** Study material follows **

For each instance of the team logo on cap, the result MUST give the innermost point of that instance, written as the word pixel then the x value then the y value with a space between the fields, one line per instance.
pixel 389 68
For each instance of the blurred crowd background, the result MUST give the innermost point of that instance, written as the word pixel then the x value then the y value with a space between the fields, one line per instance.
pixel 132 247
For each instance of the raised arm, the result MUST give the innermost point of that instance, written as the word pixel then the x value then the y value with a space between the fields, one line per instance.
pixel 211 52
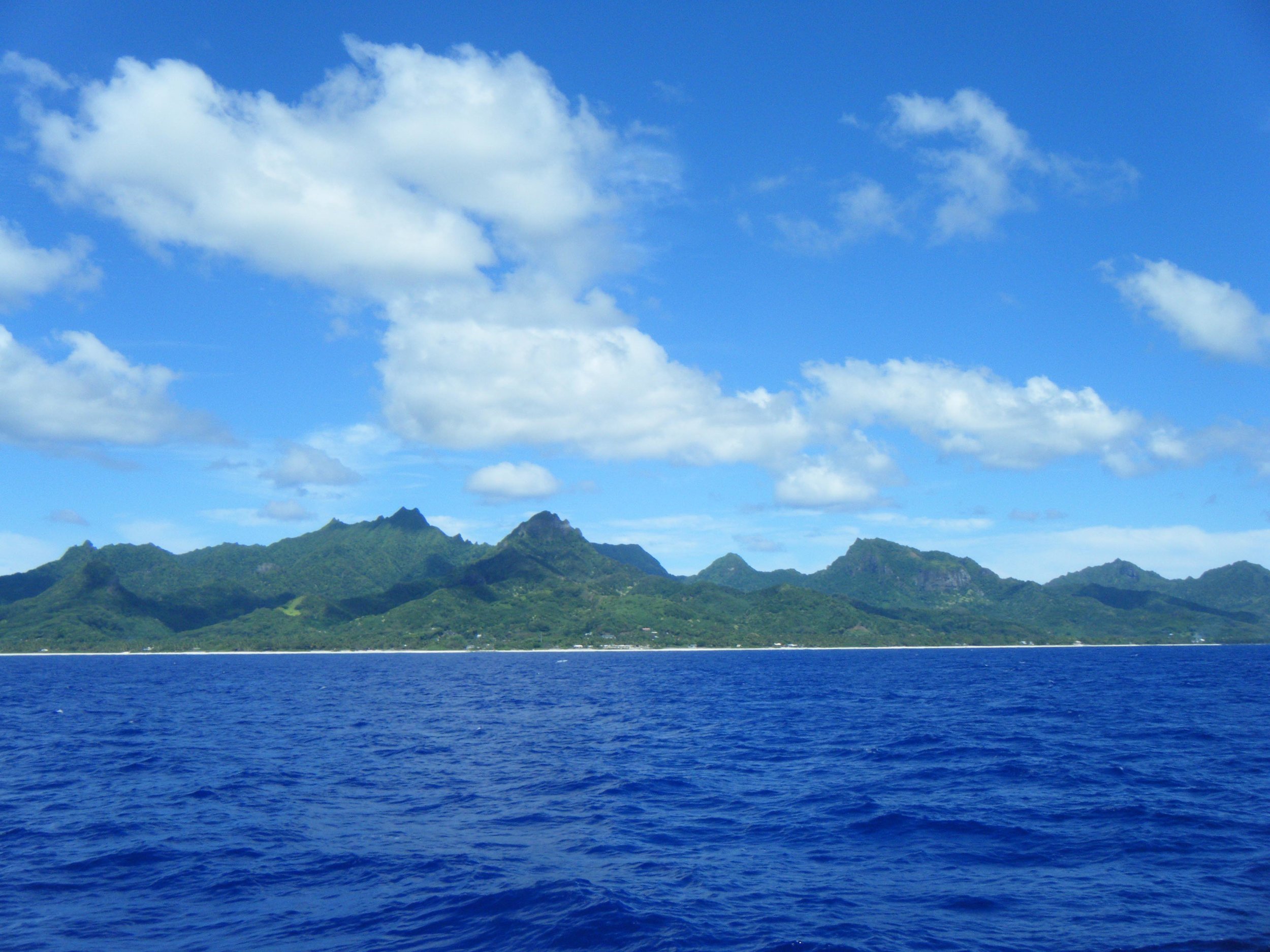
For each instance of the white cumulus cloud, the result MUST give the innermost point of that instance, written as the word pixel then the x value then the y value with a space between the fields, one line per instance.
pixel 507 481
pixel 479 207
pixel 1205 315
pixel 978 178
pixel 27 271
pixel 399 171
pixel 973 412
pixel 93 395
pixel 301 465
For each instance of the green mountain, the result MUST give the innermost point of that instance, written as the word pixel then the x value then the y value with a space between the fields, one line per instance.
pixel 398 582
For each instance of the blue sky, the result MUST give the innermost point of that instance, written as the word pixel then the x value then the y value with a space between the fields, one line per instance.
pixel 719 277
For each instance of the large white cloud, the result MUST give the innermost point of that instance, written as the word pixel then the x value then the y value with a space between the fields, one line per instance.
pixel 479 206
pixel 27 271
pixel 301 465
pixel 400 169
pixel 93 395
pixel 1205 315
pixel 979 177
pixel 973 412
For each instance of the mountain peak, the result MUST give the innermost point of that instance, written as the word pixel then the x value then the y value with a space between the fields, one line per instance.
pixel 729 563
pixel 545 526
pixel 408 519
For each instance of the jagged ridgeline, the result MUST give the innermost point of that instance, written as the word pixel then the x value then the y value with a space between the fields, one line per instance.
pixel 399 582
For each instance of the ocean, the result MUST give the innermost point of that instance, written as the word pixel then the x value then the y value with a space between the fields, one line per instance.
pixel 1020 799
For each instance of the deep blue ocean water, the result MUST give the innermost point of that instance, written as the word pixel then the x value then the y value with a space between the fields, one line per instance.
pixel 1048 799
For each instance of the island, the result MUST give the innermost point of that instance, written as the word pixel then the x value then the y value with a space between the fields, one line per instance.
pixel 399 583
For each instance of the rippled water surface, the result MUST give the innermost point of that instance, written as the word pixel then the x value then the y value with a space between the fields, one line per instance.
pixel 1090 799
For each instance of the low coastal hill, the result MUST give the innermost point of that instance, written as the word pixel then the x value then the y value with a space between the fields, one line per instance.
pixel 398 582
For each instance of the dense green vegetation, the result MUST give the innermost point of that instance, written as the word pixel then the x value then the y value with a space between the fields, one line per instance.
pixel 398 583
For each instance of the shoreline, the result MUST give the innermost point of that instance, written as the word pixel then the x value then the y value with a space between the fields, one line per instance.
pixel 587 650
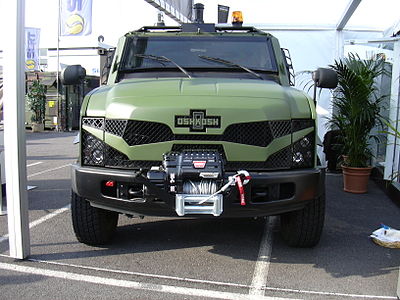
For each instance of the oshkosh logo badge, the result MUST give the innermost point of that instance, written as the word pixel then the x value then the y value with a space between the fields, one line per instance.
pixel 198 121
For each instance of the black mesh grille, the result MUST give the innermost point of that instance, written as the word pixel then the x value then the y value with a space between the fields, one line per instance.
pixel 97 123
pixel 116 159
pixel 302 124
pixel 116 127
pixel 141 132
pixel 253 133
pixel 303 152
pixel 92 150
pixel 280 128
pixel 279 160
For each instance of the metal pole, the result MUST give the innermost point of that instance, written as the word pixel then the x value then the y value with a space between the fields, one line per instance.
pixel 2 206
pixel 393 148
pixel 58 128
pixel 14 129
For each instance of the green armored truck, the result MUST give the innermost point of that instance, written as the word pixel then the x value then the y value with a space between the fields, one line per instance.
pixel 198 121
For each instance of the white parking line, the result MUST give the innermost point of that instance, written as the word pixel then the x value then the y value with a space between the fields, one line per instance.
pixel 192 292
pixel 34 164
pixel 41 220
pixel 48 170
pixel 264 256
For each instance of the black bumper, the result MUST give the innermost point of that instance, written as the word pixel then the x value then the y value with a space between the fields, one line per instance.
pixel 268 193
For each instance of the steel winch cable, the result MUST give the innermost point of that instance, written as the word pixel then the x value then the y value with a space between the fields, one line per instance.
pixel 203 187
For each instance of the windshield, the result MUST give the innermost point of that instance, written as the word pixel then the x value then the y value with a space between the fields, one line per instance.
pixel 251 52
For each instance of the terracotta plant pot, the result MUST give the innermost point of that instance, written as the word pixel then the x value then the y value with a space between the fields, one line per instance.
pixel 355 180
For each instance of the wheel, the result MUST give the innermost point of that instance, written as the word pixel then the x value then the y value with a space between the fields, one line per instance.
pixel 92 226
pixel 303 228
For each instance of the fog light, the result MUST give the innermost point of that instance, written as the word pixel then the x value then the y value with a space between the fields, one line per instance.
pixel 298 158
pixel 97 156
pixel 305 142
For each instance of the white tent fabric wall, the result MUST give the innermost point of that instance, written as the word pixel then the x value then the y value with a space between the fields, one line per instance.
pixel 311 49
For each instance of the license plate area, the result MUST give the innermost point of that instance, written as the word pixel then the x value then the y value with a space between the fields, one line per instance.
pixel 188 204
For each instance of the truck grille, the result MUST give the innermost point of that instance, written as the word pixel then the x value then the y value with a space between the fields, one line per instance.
pixel 298 155
pixel 253 133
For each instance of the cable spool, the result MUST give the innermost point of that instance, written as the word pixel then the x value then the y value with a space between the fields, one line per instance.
pixel 203 187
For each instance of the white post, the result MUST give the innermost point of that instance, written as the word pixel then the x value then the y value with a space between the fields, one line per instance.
pixel 14 128
pixel 393 143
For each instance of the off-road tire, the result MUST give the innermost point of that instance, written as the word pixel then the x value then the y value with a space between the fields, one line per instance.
pixel 303 228
pixel 92 226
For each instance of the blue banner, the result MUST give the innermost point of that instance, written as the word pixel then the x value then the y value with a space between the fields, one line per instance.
pixel 76 17
pixel 32 38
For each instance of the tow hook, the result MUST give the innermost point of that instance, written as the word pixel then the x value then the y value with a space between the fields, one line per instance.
pixel 240 182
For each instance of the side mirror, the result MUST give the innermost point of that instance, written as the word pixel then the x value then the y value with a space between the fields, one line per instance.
pixel 325 78
pixel 73 75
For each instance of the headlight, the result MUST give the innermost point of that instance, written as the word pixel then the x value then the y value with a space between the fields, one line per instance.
pixel 92 150
pixel 303 152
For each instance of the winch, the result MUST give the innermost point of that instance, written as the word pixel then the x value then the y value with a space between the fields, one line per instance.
pixel 196 179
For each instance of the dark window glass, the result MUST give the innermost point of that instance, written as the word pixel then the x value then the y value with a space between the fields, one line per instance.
pixel 252 52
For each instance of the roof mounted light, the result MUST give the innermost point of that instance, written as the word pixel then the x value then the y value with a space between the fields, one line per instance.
pixel 237 18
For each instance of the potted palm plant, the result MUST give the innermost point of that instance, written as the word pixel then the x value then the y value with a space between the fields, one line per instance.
pixel 356 110
pixel 36 100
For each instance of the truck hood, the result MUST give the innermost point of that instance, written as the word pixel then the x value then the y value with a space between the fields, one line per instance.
pixel 235 100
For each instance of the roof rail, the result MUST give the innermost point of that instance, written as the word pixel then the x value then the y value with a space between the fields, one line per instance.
pixel 158 28
pixel 217 29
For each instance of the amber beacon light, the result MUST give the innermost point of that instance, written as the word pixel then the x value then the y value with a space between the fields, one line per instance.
pixel 237 18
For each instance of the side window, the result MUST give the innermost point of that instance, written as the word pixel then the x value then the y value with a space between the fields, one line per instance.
pixel 289 65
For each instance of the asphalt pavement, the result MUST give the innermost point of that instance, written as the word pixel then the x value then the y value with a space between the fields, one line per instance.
pixel 184 258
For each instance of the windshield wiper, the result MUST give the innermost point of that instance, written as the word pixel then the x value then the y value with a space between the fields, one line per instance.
pixel 230 63
pixel 161 59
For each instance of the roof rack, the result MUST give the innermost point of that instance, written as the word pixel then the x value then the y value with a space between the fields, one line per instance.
pixel 217 29
pixel 158 28
pixel 238 28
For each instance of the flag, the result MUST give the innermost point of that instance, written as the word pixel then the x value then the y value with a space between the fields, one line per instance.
pixel 76 17
pixel 32 38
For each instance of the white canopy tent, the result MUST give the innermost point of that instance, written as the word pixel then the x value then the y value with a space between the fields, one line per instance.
pixel 315 31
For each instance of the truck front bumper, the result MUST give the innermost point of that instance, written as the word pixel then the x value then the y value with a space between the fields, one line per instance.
pixel 267 193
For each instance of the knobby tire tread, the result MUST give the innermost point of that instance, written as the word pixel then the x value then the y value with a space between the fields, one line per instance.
pixel 92 226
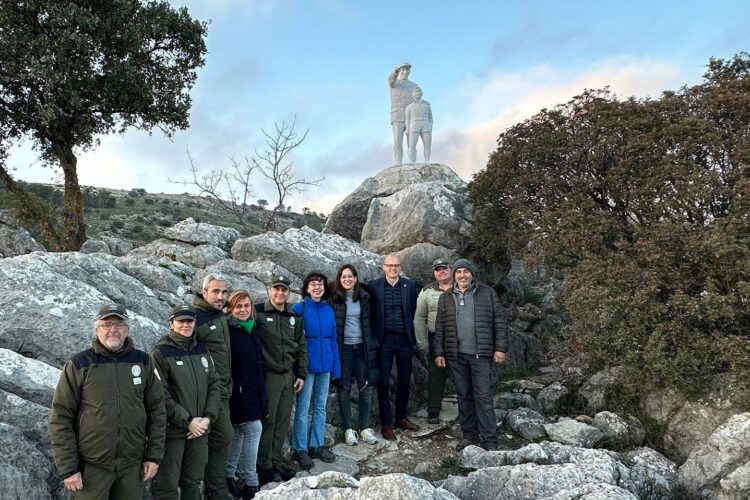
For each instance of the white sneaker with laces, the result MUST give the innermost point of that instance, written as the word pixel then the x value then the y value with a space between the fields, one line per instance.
pixel 368 436
pixel 351 437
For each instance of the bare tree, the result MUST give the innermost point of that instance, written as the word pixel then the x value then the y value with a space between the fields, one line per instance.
pixel 273 165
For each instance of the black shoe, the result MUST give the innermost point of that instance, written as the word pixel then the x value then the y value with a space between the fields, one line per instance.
pixel 249 492
pixel 286 473
pixel 323 454
pixel 270 475
pixel 234 488
pixel 303 459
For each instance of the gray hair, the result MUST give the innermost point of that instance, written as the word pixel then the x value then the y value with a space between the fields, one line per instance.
pixel 213 277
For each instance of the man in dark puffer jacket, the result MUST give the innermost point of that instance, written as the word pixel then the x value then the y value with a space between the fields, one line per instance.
pixel 471 331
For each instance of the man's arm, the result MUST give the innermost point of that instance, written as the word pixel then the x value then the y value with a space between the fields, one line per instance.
pixel 65 404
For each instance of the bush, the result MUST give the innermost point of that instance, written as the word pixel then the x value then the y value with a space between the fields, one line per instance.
pixel 641 206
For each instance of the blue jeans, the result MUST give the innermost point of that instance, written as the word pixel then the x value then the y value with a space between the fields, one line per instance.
pixel 315 388
pixel 353 363
pixel 246 441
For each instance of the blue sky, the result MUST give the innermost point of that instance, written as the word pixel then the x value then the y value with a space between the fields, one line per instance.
pixel 483 66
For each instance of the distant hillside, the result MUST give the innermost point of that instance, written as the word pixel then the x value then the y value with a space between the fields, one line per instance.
pixel 141 217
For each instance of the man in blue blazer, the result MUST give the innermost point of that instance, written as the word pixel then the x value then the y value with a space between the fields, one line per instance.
pixel 394 304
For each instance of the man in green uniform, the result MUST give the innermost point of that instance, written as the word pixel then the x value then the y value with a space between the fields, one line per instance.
pixel 212 330
pixel 285 358
pixel 107 420
pixel 191 391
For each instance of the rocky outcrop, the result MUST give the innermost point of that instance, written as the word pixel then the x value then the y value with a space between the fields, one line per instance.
pixel 350 216
pixel 303 250
pixel 16 241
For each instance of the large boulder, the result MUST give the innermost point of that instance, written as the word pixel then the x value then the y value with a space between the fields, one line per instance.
pixel 16 241
pixel 48 303
pixel 28 378
pixel 349 217
pixel 725 451
pixel 304 250
pixel 428 212
pixel 200 233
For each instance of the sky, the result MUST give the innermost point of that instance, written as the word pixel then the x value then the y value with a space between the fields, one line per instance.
pixel 483 66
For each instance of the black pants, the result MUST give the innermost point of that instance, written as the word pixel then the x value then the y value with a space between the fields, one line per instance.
pixel 400 348
pixel 475 386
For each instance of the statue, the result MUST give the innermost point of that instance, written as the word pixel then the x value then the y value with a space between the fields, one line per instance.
pixel 401 89
pixel 418 117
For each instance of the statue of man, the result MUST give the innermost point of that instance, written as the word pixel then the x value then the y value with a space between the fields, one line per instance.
pixel 419 124
pixel 401 97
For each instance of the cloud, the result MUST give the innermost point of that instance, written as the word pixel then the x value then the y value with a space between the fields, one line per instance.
pixel 502 99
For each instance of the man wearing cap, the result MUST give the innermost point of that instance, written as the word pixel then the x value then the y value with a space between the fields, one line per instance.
pixel 471 332
pixel 424 329
pixel 401 88
pixel 107 419
pixel 191 390
pixel 285 358
pixel 394 301
pixel 212 330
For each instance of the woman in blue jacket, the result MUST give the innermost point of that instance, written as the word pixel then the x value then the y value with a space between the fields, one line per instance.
pixel 248 403
pixel 323 365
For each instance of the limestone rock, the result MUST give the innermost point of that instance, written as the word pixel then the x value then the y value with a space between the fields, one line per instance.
pixel 349 217
pixel 94 246
pixel 552 397
pixel 428 212
pixel 16 241
pixel 527 423
pixel 304 250
pixel 618 431
pixel 574 433
pixel 652 475
pixel 28 417
pixel 200 233
pixel 27 378
pixel 24 471
pixel 726 450
pixel 200 256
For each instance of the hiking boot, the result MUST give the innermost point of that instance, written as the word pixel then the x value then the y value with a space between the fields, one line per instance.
pixel 234 487
pixel 407 424
pixel 388 433
pixel 368 436
pixel 323 454
pixel 351 437
pixel 303 459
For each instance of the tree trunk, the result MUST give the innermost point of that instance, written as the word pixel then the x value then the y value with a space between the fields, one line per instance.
pixel 74 228
pixel 35 212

** End of Study material **

### Try it
The answer should consist only of the lines from the one with "For each instance of the man wearing" to the final line of the records above, retyped word for word.

### Response area
For each instance of the man wearing cap, the result MUST give the innermost point of that instance, written as the word pixel then the x value then the y value with a space between the fields, one line per instance.
pixel 471 332
pixel 424 329
pixel 401 88
pixel 107 419
pixel 191 390
pixel 285 358
pixel 394 301
pixel 212 330
For each instance of the woman in blue jacket, the result MUST give the innermost point of that instance, written as the word pixel then the x value then the y value with a space between the fields, one line per instance.
pixel 248 403
pixel 323 365
For each instance of the limestone rock, the result MUST give the innermost point of that instance, written as the word pixel then the x value then the y value with a space between the fields, one line per instance.
pixel 349 217
pixel 94 246
pixel 552 397
pixel 428 212
pixel 16 241
pixel 527 423
pixel 304 250
pixel 618 431
pixel 574 433
pixel 652 475
pixel 28 417
pixel 200 233
pixel 27 378
pixel 24 471
pixel 726 450
pixel 200 256
For each instance of the hiking boot, the result MUST give the innermost point of that instance, written as the word pixel then the x value then the y value with a space between the fields, one line per instance.
pixel 234 487
pixel 407 424
pixel 388 433
pixel 368 436
pixel 323 454
pixel 351 437
pixel 303 459
For each instance of the tree trunk, the result MUST give the innermost point of that instance, written as the word pixel then the x value then the y value with a space between the fields, one line per instance.
pixel 74 228
pixel 35 212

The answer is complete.